TASK TO CARRY OUT - Could the entries below be reproduced exactly, with the images removed?

RECORD EXCERPTS -
● ● ● ● ● ● ●
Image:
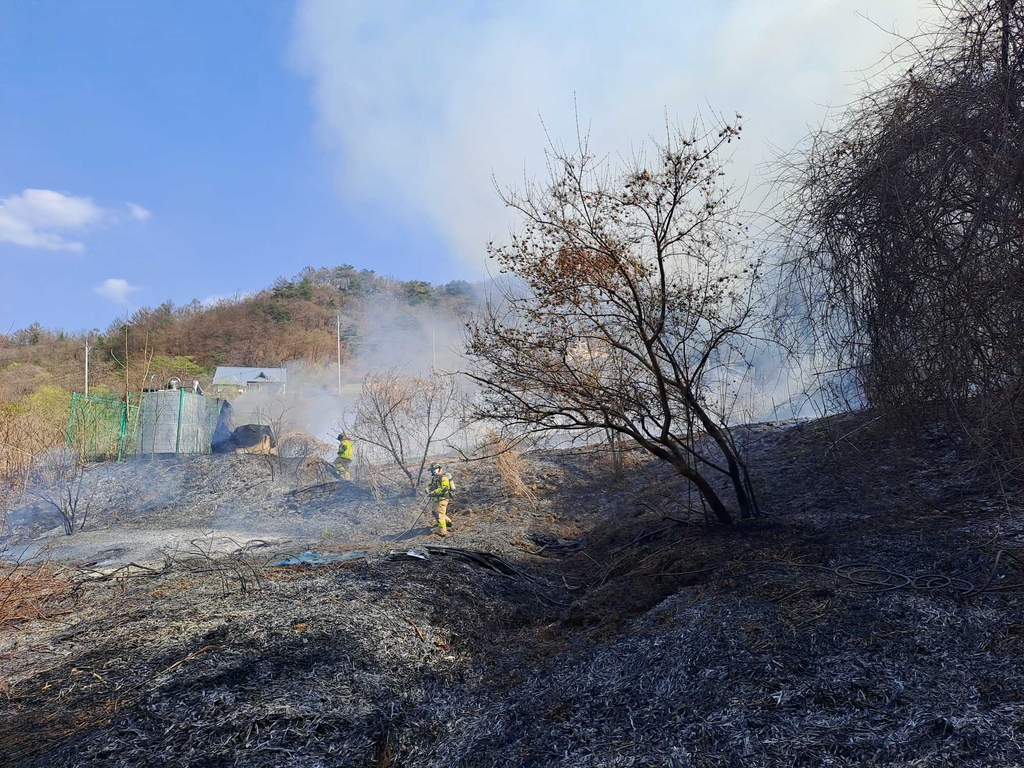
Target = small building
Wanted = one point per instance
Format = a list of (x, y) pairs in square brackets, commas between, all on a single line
[(230, 380)]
● ● ● ● ● ● ●
ANSWER TO THE EXERCISE -
Image:
Target = small building
Wanted = one point per instance
Format = a list of (x, y) pairs in square brackets, commas between, all on a single line
[(230, 380)]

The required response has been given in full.